* _PROBLEM DESCRIPTION_: The lines from the one containing "Need: for every" through the final line of the data below must be written out exactly, both included, and nothing more.

Start of DATA TO PROCESS

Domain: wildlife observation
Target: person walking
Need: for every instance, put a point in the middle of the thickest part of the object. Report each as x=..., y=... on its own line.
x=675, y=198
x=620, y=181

End of DATA TO PROCESS

* _SOLUTION_:
Need: for every instance, put a point in the middle of the thickest part of the object. Report each as x=..., y=... on its own line.
x=675, y=198
x=620, y=181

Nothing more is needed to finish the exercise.